— WHAT THE TASK REQUIRES —
After locating the line that contains "Target: tiled roof" in the data below, set down exactly that line and each one after it through the line that contains "In the photo above, where can the dark storm", and nothing more.

(Items from a dataset)
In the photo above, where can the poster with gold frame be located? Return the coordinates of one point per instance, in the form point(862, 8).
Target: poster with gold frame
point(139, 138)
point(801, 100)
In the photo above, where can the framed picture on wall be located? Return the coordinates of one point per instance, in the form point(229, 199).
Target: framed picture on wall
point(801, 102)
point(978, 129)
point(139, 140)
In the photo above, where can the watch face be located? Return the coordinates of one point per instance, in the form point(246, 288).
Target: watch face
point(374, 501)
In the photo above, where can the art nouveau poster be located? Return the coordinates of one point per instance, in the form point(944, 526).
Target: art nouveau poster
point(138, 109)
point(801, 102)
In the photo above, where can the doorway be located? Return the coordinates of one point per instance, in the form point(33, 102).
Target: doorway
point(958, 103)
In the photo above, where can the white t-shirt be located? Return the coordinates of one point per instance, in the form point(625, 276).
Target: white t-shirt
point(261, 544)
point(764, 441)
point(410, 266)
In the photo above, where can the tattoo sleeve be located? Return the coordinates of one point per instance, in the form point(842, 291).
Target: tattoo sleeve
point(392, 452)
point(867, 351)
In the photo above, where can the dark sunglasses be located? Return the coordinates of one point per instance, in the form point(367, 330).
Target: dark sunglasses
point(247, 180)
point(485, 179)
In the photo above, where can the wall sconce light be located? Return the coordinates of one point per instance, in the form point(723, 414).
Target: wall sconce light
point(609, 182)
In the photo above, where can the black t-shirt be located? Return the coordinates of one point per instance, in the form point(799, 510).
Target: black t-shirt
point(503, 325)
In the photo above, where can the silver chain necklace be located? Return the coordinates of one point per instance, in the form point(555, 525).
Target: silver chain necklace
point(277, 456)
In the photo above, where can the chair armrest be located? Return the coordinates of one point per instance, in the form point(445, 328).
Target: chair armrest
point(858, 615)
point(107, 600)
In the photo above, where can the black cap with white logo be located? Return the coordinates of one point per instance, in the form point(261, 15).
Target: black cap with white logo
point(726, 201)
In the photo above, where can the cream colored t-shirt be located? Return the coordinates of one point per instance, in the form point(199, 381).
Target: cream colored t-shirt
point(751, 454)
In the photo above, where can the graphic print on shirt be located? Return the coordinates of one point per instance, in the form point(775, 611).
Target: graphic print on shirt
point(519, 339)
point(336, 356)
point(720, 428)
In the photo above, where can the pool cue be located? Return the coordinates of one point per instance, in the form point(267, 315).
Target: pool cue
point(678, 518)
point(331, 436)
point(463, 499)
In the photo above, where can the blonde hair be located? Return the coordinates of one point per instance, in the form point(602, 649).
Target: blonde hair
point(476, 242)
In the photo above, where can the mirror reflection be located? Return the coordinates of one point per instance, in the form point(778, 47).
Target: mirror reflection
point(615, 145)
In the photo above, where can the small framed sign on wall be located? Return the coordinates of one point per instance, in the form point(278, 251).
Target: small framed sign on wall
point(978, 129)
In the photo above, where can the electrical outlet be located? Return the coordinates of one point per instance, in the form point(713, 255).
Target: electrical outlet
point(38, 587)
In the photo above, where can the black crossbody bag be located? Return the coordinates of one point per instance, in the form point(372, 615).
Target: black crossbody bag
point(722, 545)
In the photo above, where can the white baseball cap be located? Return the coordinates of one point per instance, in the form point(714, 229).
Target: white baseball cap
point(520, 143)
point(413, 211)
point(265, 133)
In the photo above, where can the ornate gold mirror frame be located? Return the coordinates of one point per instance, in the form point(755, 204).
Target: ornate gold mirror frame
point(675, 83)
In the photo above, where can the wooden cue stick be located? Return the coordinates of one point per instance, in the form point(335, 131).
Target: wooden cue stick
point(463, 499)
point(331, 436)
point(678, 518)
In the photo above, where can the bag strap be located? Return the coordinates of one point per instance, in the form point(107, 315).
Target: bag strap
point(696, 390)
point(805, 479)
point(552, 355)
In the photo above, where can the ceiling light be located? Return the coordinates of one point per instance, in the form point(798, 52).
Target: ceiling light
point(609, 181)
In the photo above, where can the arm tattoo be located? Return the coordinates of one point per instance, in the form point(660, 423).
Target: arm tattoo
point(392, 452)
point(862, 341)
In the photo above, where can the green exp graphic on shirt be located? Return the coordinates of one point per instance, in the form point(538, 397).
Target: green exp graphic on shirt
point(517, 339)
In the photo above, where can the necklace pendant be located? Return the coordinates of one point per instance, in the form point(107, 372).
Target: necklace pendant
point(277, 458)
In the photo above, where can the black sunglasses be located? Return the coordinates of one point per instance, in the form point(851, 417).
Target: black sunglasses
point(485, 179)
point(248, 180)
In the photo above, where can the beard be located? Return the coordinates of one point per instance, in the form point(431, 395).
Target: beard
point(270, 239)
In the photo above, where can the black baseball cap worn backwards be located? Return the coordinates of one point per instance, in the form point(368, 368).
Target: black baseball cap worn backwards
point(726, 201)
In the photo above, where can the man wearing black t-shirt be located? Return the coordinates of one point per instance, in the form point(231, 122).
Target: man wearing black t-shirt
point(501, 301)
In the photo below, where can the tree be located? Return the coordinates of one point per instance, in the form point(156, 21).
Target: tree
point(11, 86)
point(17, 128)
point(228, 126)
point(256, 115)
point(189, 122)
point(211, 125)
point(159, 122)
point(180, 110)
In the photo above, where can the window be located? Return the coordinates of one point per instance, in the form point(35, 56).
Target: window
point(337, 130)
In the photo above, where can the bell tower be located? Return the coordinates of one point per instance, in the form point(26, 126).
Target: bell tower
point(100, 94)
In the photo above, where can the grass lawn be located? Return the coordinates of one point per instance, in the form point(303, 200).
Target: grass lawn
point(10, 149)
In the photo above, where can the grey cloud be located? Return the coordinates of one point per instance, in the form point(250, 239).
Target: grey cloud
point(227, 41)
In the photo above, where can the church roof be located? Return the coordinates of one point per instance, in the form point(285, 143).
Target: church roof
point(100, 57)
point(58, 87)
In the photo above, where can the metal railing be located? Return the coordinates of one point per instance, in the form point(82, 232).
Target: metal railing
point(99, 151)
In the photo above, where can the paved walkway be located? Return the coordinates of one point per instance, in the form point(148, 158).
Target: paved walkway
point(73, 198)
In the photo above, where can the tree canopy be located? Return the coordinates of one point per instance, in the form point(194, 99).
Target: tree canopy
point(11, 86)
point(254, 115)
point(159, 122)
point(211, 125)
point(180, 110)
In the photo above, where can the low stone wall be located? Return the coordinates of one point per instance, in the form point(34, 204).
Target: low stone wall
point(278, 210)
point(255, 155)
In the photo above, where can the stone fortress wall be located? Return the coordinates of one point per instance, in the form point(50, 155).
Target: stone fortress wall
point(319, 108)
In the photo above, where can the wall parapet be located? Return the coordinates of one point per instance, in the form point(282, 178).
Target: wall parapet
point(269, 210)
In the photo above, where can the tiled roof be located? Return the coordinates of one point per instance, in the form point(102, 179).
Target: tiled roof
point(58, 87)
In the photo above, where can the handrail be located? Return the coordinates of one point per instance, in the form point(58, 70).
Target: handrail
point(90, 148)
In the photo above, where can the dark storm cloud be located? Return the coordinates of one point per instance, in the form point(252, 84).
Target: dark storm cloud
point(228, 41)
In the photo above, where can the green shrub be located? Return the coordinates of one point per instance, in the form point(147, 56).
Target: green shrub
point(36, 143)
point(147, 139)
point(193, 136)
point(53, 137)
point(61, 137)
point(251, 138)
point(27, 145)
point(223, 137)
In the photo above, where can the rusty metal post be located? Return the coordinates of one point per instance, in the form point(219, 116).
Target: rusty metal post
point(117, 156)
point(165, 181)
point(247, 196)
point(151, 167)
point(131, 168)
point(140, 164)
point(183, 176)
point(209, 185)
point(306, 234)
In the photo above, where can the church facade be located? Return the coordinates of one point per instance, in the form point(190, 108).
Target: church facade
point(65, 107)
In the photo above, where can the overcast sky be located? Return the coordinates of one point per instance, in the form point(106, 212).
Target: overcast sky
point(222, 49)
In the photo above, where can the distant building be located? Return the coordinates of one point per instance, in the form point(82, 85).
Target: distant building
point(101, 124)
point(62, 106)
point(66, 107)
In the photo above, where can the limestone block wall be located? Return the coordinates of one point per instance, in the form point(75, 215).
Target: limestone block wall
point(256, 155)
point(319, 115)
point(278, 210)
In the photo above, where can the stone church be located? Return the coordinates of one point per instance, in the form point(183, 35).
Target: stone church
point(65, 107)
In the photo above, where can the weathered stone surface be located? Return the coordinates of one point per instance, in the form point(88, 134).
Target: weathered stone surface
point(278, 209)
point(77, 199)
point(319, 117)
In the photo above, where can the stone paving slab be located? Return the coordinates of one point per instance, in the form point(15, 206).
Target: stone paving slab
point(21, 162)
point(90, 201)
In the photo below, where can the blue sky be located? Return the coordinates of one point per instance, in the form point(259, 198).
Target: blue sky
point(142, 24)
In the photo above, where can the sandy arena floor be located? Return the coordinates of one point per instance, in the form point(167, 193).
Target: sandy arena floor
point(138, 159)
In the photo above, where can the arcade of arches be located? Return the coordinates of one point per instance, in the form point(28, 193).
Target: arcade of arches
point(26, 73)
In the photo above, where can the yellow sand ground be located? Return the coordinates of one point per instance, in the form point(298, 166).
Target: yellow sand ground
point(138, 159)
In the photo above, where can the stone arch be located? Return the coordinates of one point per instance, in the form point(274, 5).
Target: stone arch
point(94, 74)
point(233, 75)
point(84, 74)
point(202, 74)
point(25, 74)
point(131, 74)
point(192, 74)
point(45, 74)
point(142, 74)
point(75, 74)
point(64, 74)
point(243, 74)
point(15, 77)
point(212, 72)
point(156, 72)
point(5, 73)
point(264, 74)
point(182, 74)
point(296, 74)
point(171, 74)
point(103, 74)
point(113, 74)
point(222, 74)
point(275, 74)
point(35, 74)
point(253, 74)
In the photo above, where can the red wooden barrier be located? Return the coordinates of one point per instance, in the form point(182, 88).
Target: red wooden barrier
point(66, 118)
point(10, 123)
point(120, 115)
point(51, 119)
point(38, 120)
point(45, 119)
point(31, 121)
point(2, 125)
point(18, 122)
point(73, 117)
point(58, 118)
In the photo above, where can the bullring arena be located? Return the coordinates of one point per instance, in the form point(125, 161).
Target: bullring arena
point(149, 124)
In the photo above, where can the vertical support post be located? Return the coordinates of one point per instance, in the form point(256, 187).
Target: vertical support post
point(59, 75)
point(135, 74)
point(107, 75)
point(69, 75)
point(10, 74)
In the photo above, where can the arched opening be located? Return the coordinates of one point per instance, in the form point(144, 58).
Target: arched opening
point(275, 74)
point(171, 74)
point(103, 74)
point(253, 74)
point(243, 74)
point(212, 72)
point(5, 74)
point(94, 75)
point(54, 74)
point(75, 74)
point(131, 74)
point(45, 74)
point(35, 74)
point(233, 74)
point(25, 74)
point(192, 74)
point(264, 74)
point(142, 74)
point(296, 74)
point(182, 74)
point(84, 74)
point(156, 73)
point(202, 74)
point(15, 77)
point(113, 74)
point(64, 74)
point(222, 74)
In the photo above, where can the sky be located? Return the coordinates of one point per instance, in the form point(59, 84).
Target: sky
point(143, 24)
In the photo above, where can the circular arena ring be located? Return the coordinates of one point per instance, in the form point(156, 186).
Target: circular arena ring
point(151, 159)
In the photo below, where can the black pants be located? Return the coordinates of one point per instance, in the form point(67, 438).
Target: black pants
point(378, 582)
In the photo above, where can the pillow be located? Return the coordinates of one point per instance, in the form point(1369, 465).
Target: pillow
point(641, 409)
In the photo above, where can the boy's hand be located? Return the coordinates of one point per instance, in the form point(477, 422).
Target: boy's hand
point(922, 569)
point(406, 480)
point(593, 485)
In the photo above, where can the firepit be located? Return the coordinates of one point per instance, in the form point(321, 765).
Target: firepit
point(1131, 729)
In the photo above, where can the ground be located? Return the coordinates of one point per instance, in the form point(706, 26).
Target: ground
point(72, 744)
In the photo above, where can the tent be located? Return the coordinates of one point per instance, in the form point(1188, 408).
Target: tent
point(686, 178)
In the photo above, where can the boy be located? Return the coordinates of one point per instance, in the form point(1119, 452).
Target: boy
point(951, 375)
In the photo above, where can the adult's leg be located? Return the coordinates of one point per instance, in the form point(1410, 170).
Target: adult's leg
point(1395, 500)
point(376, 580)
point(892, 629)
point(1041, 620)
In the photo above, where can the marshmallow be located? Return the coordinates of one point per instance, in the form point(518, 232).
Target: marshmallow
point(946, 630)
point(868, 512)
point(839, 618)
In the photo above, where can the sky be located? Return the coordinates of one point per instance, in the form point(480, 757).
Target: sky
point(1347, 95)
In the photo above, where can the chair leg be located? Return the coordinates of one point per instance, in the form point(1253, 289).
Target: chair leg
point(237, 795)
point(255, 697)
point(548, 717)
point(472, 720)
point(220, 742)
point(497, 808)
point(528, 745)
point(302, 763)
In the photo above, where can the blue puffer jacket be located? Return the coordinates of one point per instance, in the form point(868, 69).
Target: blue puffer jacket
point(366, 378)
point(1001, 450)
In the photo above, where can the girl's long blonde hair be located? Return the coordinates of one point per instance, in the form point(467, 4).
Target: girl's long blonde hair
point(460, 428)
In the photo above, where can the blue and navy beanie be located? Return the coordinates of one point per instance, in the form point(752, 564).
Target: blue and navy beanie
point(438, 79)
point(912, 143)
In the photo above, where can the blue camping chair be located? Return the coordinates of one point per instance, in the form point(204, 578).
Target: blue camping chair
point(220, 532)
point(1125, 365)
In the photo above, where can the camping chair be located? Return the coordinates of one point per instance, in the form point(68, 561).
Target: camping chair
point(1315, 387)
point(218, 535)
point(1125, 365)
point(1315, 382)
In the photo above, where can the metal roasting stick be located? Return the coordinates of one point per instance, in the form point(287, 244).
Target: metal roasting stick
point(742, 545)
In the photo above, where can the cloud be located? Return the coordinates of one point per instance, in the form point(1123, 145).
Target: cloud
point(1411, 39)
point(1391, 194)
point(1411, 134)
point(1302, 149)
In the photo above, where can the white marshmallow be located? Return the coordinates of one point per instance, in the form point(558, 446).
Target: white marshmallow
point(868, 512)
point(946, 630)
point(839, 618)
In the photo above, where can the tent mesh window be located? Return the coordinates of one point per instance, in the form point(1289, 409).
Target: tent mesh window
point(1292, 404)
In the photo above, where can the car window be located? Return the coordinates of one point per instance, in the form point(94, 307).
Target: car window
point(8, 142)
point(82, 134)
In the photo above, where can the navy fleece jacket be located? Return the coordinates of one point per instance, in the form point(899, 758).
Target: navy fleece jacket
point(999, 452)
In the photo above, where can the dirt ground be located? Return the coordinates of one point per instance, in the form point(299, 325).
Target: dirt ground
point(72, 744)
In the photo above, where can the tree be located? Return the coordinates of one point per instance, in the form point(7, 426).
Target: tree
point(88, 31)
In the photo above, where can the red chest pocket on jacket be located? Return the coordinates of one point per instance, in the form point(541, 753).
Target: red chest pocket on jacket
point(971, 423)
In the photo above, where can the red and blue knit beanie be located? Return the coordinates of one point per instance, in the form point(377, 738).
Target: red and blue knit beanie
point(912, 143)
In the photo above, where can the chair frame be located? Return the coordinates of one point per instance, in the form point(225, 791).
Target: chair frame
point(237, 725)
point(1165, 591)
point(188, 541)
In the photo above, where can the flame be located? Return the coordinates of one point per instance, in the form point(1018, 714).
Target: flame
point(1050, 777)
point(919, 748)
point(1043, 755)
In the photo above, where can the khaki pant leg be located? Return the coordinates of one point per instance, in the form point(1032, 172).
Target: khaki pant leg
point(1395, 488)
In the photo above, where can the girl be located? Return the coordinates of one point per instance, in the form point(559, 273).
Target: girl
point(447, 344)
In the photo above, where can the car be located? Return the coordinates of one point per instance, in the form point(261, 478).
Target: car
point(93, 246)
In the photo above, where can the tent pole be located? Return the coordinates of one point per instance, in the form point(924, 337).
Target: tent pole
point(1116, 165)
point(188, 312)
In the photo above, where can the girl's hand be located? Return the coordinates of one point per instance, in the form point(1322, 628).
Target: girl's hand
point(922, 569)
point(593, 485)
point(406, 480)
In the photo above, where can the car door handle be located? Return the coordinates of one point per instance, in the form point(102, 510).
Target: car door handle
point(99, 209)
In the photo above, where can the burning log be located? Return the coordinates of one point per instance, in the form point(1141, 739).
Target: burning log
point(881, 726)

— OUTPUT FOR THIS TASK —
Target: tiled roof
point(58, 87)
In the photo above, where can the handrail be located? Return the coordinates of one point per instance, in the form point(58, 70).
Target: handrail
point(90, 148)
In the photo above, where can the dark storm cloud be located? Return the coordinates of one point per instance, in the form point(252, 84).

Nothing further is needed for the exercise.